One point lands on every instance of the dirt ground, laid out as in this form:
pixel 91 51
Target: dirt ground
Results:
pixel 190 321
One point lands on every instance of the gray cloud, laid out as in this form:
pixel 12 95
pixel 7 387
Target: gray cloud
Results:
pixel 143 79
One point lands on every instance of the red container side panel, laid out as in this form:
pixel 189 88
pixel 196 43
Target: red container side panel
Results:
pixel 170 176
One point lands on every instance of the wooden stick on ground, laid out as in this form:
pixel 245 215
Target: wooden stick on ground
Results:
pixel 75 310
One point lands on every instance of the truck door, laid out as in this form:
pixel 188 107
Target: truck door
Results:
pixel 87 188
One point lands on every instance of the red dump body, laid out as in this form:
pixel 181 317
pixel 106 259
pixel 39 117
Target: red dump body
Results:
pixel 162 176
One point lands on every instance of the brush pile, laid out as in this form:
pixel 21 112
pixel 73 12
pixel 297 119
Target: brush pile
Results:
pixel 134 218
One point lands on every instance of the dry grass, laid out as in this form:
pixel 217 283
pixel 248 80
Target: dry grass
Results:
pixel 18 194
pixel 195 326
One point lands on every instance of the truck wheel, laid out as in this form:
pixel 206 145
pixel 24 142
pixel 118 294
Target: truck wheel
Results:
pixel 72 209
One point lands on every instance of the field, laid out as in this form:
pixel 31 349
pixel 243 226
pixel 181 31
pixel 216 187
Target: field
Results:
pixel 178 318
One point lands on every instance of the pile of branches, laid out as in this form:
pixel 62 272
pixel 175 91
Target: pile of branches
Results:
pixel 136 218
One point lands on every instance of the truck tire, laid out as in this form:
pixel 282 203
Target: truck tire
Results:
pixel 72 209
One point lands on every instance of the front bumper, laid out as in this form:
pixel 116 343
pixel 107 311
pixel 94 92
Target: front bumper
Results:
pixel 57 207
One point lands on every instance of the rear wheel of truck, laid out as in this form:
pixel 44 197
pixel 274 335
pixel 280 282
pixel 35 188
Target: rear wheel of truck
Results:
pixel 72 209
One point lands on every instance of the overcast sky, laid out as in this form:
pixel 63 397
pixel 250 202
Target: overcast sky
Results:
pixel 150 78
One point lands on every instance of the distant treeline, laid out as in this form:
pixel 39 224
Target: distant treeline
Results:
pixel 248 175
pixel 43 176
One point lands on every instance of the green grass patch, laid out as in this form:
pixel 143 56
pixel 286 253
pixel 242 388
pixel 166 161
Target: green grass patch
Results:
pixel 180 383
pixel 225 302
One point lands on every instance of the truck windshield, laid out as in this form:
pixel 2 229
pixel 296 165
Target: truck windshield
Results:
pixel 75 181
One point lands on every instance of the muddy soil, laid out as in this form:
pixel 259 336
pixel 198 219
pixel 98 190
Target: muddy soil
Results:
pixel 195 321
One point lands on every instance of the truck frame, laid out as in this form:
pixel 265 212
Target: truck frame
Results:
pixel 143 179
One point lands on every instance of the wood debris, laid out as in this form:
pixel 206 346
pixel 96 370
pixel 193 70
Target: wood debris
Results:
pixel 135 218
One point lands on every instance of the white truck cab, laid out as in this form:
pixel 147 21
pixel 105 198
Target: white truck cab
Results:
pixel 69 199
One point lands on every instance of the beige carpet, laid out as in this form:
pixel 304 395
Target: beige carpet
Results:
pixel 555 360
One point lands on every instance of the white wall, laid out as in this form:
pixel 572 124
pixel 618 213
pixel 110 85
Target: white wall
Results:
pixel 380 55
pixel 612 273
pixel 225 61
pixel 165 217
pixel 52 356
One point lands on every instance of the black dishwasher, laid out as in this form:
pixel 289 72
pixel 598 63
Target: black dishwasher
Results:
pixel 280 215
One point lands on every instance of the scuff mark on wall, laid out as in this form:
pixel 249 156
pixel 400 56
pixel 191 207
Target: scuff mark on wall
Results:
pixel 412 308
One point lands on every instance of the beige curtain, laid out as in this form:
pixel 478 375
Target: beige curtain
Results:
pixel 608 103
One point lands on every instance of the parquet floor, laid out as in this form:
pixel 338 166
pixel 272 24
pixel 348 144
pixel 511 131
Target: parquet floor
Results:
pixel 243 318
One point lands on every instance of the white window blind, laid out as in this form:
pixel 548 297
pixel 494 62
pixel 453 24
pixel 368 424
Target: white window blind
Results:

######

== Exercise ==
Please reproduce, word for word, the stretch from the line containing "One point lands on every instance of the red dump" through the line containing "pixel 136 218", including both of those lines.

== Expected answer ==
One point lands on every instance of the red dump body, laid out as in this form:
pixel 181 317
pixel 106 259
pixel 39 117
Target: red dump body
Results:
pixel 162 176
One point lands on every instance of the brush pile, laid out as in this form:
pixel 21 112
pixel 73 12
pixel 297 119
Target: brush pile
Results:
pixel 134 218
One point lands on every instance of the dry grass, laid out as in this form:
pixel 217 283
pixel 248 80
Target: dry grass
Results:
pixel 18 194
pixel 195 326
One point lands on every instance of the truck wheel, laid out as in this form:
pixel 206 145
pixel 24 142
pixel 118 294
Target: truck wheel
Results:
pixel 72 209
One point lands on every instance of the field, laid out as in this form:
pixel 31 349
pixel 243 226
pixel 181 31
pixel 216 187
Target: field
Results:
pixel 178 318
One point lands on every instance of the pile of branches, laid out as in this form:
pixel 62 272
pixel 175 91
Target: pile of branches
Results:
pixel 136 218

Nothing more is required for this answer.